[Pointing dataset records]
============
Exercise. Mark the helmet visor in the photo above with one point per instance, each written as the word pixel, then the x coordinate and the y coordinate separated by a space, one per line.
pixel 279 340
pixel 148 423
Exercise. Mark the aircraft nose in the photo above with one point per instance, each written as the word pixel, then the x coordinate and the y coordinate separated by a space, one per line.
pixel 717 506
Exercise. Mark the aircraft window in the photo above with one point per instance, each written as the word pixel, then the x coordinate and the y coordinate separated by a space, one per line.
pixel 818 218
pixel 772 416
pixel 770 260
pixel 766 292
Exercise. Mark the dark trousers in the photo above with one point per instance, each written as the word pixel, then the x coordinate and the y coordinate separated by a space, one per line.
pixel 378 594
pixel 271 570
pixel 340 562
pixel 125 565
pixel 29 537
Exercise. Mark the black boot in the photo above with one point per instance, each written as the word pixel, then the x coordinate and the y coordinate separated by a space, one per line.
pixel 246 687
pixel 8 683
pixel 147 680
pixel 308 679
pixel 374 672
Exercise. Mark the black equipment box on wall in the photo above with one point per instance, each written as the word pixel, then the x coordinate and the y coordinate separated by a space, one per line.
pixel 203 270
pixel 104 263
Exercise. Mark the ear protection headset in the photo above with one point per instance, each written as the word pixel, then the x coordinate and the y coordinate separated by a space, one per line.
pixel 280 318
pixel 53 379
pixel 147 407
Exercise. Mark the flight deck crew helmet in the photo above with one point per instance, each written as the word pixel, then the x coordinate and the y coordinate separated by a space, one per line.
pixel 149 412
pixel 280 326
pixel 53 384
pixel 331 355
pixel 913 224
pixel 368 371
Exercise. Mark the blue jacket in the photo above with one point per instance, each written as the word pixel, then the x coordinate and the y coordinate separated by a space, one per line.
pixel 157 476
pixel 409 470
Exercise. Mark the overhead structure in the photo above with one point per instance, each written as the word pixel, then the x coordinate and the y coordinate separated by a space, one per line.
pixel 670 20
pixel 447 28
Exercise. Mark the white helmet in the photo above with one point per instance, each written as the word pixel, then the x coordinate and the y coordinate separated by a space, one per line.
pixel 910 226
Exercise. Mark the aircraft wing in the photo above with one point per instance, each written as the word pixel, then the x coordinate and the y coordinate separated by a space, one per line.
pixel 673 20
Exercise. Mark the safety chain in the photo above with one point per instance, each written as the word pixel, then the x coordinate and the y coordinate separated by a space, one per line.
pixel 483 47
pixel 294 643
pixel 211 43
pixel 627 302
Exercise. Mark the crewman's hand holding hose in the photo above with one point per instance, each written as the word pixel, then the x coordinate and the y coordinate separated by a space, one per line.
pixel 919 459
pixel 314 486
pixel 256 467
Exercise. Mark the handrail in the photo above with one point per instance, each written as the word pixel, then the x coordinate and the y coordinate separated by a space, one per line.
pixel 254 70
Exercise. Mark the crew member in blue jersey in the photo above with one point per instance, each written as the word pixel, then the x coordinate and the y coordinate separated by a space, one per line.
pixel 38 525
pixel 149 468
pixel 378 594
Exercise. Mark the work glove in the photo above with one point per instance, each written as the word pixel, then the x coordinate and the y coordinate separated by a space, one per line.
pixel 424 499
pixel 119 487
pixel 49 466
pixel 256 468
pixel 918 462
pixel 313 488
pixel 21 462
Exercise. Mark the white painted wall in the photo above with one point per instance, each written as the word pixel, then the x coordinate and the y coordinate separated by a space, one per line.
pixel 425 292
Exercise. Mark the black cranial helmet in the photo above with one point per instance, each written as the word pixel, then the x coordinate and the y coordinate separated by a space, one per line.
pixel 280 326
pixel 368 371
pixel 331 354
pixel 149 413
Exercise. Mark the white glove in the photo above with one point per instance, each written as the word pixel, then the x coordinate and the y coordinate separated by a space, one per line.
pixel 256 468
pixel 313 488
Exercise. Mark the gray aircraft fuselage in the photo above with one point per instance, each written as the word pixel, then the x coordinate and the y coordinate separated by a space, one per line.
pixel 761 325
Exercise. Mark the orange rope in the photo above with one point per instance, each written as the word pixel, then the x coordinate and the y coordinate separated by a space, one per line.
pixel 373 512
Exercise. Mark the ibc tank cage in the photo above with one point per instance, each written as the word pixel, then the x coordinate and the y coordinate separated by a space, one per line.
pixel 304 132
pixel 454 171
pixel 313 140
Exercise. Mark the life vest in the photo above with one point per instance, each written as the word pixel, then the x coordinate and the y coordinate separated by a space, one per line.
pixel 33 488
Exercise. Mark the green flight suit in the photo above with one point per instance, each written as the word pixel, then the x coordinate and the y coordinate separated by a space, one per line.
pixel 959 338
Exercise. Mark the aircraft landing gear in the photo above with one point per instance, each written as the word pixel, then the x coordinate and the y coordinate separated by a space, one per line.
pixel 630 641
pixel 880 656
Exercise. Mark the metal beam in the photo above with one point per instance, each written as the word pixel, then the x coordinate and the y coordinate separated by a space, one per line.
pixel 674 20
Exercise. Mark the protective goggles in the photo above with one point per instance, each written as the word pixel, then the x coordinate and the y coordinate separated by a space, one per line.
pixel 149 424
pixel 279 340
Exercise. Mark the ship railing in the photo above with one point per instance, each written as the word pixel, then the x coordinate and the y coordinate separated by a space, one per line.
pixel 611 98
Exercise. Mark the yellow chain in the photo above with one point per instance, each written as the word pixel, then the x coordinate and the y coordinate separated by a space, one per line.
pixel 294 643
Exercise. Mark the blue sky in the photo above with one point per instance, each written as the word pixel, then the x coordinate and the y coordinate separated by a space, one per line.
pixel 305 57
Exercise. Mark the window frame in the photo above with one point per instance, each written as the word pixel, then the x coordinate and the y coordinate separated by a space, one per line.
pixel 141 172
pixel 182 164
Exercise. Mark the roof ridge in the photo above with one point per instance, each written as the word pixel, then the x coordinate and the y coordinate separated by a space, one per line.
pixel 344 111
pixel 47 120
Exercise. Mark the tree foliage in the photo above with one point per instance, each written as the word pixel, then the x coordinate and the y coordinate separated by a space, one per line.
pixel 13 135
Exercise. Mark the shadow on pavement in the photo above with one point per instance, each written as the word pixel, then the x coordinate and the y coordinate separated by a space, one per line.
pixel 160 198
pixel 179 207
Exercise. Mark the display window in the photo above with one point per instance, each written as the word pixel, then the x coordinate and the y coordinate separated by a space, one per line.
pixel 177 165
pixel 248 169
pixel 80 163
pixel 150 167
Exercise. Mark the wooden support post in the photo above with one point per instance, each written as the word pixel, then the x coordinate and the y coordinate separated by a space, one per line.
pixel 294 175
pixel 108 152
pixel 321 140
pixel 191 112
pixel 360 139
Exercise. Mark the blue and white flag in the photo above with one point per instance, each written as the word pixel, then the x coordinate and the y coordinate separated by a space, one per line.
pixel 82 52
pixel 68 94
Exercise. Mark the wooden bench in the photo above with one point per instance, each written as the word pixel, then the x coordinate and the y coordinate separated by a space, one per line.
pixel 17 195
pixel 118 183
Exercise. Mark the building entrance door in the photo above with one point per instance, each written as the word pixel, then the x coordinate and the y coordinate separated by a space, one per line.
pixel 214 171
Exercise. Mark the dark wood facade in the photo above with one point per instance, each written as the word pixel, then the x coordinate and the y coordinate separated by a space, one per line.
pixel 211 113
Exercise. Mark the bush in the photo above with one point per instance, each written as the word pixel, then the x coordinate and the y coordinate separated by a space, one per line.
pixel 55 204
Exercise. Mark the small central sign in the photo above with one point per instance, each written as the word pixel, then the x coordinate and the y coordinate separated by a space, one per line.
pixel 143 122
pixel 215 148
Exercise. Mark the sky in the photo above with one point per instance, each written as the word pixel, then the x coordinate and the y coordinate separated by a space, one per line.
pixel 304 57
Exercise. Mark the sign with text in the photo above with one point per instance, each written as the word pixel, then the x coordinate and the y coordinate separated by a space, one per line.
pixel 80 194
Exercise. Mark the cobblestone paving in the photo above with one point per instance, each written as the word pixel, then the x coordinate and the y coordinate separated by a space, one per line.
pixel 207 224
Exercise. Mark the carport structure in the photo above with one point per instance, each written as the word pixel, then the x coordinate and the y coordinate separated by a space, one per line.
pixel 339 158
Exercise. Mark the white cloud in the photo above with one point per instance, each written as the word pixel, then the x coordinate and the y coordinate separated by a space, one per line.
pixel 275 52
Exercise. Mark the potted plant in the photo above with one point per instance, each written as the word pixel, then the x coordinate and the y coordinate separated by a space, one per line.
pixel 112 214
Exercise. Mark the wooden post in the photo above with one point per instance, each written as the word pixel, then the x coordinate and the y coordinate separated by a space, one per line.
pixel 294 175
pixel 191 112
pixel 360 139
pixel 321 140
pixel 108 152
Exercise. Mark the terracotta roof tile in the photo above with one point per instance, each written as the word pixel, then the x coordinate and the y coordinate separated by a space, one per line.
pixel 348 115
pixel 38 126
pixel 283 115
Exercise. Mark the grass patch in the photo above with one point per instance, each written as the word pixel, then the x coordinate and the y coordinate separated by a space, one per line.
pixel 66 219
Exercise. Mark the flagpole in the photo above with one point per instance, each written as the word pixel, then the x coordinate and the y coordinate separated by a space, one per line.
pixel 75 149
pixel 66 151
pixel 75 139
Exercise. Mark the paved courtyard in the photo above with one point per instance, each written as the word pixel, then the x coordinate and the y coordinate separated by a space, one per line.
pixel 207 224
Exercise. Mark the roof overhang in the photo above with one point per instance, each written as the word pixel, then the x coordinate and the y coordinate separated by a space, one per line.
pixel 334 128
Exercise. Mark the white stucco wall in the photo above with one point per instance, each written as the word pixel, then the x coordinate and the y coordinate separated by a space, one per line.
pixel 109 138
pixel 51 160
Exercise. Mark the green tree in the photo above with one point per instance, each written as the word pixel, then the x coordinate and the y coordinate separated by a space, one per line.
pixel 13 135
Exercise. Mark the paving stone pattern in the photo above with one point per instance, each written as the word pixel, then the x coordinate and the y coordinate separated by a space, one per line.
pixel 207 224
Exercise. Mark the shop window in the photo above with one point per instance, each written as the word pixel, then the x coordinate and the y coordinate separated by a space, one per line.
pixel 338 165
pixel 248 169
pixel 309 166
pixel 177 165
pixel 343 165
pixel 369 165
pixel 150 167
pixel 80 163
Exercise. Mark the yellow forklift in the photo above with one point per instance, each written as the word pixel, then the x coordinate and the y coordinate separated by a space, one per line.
============
## Problem
Rewrite the records between the line holding "Exercise. Mark the handrail" and the line holding "pixel 761 325", inclusive, changing "work glove" to "leather glove" and keeping everything else the same. Return only those lines.

## The completed task
Exercise. Mark the handrail in the photo above with one point per instance, each written as the word pixel, then the x coordinate and the y coordinate separated by a space, one per line.
pixel 254 70
Exercise. Mark the crew member in blue jersey in the photo above with one point per instance, each written as the word pixel, then the x coordinate and the y coordinate separated by a space, one per line.
pixel 38 525
pixel 149 468
pixel 378 594
Exercise. Mark the leather glove in the photo above with one point per instance, each written as the word pixel, then the x coordinate and the y coordinate separated by a space, one per line.
pixel 424 499
pixel 119 487
pixel 49 466
pixel 256 468
pixel 918 462
pixel 313 488
pixel 21 462
Exercise. Mark the white painted wall in the photo above with one point per instance, each written as the word pixel, then the x coordinate and the y coordinate separated by a space, one per line.
pixel 425 292
Exercise. Mark the black cranial helmet in the photo above with one point per instance, each written as the word pixel, then the x coordinate and the y coordinate separated by a space, one per line.
pixel 280 326
pixel 368 371
pixel 331 354
pixel 149 413
Exercise. Mark the white glove in the photo above with one point per instance, each written as the word pixel, then the x coordinate and the y coordinate separated by a space, one per line.
pixel 256 468
pixel 313 488
Exercise. Mark the gray aircraft fuselage in the photo above with one point per instance, each written as the word pixel, then the x coordinate and the y coordinate separated by a space, one per line.
pixel 761 325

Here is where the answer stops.